Copy out each of the following records line for line, with no changes.

>> Start

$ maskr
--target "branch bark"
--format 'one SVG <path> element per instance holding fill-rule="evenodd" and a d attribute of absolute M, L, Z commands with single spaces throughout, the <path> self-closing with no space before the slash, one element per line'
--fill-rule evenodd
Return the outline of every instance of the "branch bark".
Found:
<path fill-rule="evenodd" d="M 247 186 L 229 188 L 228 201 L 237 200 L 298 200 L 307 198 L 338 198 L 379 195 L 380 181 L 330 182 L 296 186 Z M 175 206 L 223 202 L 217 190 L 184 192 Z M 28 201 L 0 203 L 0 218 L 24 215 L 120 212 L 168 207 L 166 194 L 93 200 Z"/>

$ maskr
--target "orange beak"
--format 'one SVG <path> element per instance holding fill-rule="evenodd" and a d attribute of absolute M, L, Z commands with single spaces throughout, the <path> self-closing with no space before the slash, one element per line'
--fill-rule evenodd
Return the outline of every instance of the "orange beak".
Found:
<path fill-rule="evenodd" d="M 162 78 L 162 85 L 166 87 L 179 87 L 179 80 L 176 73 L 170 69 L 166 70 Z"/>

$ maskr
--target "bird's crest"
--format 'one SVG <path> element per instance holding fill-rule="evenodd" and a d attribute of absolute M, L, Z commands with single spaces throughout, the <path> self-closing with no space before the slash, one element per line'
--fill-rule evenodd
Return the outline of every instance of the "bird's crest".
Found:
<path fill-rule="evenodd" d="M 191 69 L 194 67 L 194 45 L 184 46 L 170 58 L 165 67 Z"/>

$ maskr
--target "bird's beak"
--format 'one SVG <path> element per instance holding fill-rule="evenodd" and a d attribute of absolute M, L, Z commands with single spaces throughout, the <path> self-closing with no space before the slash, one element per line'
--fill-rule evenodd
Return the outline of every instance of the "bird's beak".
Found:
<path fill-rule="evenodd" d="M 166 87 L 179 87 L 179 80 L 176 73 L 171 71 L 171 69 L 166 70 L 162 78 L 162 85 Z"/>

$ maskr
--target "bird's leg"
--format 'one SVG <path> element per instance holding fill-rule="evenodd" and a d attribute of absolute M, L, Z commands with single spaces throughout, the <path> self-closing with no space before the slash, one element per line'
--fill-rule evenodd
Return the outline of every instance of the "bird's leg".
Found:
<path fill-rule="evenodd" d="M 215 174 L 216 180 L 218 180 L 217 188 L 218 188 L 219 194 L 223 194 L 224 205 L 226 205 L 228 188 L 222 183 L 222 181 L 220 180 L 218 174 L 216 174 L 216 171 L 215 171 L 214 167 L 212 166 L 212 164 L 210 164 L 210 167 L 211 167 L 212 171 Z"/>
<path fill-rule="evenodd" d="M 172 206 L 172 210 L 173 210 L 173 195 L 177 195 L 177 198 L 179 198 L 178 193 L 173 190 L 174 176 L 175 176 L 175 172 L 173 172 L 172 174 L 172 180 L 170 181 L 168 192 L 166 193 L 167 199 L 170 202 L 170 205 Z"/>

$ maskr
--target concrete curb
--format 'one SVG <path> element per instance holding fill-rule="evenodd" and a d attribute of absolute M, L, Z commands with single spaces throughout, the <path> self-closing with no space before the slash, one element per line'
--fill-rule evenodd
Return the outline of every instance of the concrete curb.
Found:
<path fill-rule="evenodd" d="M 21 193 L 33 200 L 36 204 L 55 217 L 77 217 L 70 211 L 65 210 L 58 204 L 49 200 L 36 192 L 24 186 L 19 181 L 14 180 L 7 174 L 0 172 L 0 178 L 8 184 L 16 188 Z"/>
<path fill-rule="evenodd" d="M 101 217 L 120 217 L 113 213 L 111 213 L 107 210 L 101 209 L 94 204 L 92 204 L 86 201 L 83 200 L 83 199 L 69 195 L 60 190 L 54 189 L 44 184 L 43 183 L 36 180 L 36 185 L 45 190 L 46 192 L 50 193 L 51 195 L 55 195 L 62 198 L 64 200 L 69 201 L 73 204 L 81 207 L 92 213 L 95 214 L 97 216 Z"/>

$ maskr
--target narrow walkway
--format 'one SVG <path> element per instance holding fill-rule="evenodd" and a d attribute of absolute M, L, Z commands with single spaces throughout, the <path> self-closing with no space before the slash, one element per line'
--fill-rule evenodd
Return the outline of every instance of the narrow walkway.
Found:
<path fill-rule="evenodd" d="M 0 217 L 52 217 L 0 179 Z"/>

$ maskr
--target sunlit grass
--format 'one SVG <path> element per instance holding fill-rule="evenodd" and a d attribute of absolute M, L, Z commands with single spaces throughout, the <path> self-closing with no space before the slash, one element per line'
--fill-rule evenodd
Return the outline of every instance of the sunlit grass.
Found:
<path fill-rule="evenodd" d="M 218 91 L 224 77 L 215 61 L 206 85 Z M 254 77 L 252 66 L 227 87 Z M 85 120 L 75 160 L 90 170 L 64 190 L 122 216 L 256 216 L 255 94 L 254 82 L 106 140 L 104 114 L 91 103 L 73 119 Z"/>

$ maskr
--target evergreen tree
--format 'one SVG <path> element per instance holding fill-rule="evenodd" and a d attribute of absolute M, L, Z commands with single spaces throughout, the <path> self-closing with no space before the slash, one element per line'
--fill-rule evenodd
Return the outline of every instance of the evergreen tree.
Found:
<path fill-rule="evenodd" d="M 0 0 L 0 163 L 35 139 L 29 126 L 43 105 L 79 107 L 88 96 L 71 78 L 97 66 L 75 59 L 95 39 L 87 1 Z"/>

>> End

▶ _Correct result_
$ maskr
--target "branch bark"
--format 'one SVG <path> element per instance holding fill-rule="evenodd" and a d attribute of absolute M, L, Z commands with single spaces throughout, the <path> self-closing with no space before the slash, one element per line'
--fill-rule evenodd
Return the outline of every instance of the "branch bark".
Found:
<path fill-rule="evenodd" d="M 247 186 L 229 188 L 228 201 L 237 200 L 298 200 L 307 198 L 338 198 L 379 195 L 380 181 L 330 182 L 296 186 Z M 175 206 L 223 202 L 217 190 L 184 192 Z M 28 201 L 0 203 L 0 218 L 24 215 L 120 212 L 168 207 L 166 194 L 93 200 Z"/>

$ maskr
--target "orange beak"
--format 'one SVG <path> element per instance holding fill-rule="evenodd" and a d attribute of absolute M, L, Z commands with single spaces throughout, the <path> self-closing with no space before the slash, one element per line'
--fill-rule evenodd
Return the outline of every instance of the "orange beak".
Found:
<path fill-rule="evenodd" d="M 162 78 L 162 85 L 166 87 L 179 87 L 179 80 L 176 73 L 170 69 L 166 70 Z"/>

$ maskr
--target "bird's crest"
--format 'one SVG <path> element per instance holding fill-rule="evenodd" and a d attribute of absolute M, L, Z commands with single spaces throughout, the <path> self-closing with no space before the slash, one element per line'
--fill-rule evenodd
Return the outline of every instance of the "bird's crest".
Found:
<path fill-rule="evenodd" d="M 191 69 L 194 67 L 194 45 L 184 46 L 170 58 L 165 67 Z"/>

$ maskr
--target "bird's beak"
--format 'one SVG <path> element per instance holding fill-rule="evenodd" and a d attribute of absolute M, L, Z commands with single spaces throughout, the <path> self-closing with no space before the slash, one element per line'
--fill-rule evenodd
Return the outline of every instance of the "bird's beak".
Found:
<path fill-rule="evenodd" d="M 166 87 L 179 87 L 179 80 L 176 73 L 171 71 L 171 69 L 166 70 L 162 78 L 162 85 Z"/>

$ maskr
--target "bird's leg"
--format 'one SVG <path> element per instance holding fill-rule="evenodd" and a d attribute of absolute M, L, Z commands with single spaces throughout, the <path> self-closing with no space before the slash, one element per line'
--fill-rule evenodd
Return the outline of every instance of the "bird's leg".
Found:
<path fill-rule="evenodd" d="M 215 174 L 216 180 L 218 180 L 217 188 L 218 188 L 219 194 L 223 194 L 224 205 L 226 205 L 228 188 L 222 183 L 222 181 L 220 180 L 218 174 L 216 174 L 216 171 L 215 171 L 214 167 L 212 166 L 212 164 L 210 164 L 210 167 L 211 167 L 212 171 Z"/>
<path fill-rule="evenodd" d="M 172 206 L 172 210 L 173 210 L 173 195 L 177 195 L 177 198 L 179 198 L 178 193 L 173 190 L 174 176 L 175 176 L 175 172 L 173 172 L 172 174 L 172 180 L 170 181 L 168 192 L 166 193 L 167 199 L 170 202 L 170 205 Z"/>

$ maskr
--target concrete curb
--format 'one SVG <path> element per instance holding fill-rule="evenodd" and a d attribute of absolute M, L, Z commands with single spaces throughout, the <path> self-closing with no space before the slash, one element per line'
--fill-rule evenodd
Return the outline of every instance of the concrete curb.
Found:
<path fill-rule="evenodd" d="M 21 193 L 33 200 L 36 204 L 55 217 L 77 217 L 70 211 L 65 210 L 58 204 L 49 200 L 36 192 L 24 186 L 19 181 L 14 180 L 7 174 L 0 172 L 0 178 L 8 184 L 16 188 Z"/>
<path fill-rule="evenodd" d="M 101 217 L 120 217 L 113 213 L 111 213 L 107 210 L 101 209 L 94 204 L 92 204 L 86 201 L 83 200 L 83 199 L 69 195 L 60 190 L 54 189 L 44 184 L 43 183 L 36 180 L 36 185 L 45 190 L 46 192 L 50 193 L 51 195 L 55 195 L 62 198 L 64 200 L 69 201 L 73 204 L 81 207 L 92 213 L 95 214 L 97 216 Z"/>

$ maskr
--target narrow walkway
--format 'one SVG <path> element per instance holding fill-rule="evenodd" and a d attribute of absolute M, L, Z commands with single spaces throughout, the <path> self-closing with no space before the slash, one element per line'
--fill-rule evenodd
Return the outline of every instance of the narrow walkway.
Found:
<path fill-rule="evenodd" d="M 0 217 L 52 217 L 0 179 Z"/>

$ maskr
--target sunlit grass
--format 'one SVG <path> element per instance holding fill-rule="evenodd" and a d attribute of absolute M, L, Z commands with single spaces throughout, the <path> self-closing with no space before the slash, one element per line'
--fill-rule evenodd
Return the outline of every instance of the sunlit grass.
Found:
<path fill-rule="evenodd" d="M 218 91 L 224 77 L 215 61 L 206 85 Z M 254 77 L 252 66 L 227 87 Z M 85 120 L 75 160 L 90 170 L 64 190 L 122 216 L 256 216 L 255 94 L 254 82 L 106 140 L 104 114 L 91 103 L 73 119 Z"/>

$ maskr
--target evergreen tree
--format 'one SVG <path> element per instance holding fill-rule="evenodd" and a d attribute of absolute M, L, Z commands with single spaces throughout, the <path> self-closing with no space before the slash, one element per line'
--fill-rule evenodd
Return the outline of every instance of the evergreen tree.
Found:
<path fill-rule="evenodd" d="M 0 0 L 0 163 L 35 139 L 29 126 L 43 105 L 79 107 L 88 96 L 71 78 L 97 66 L 75 59 L 95 39 L 87 1 Z"/>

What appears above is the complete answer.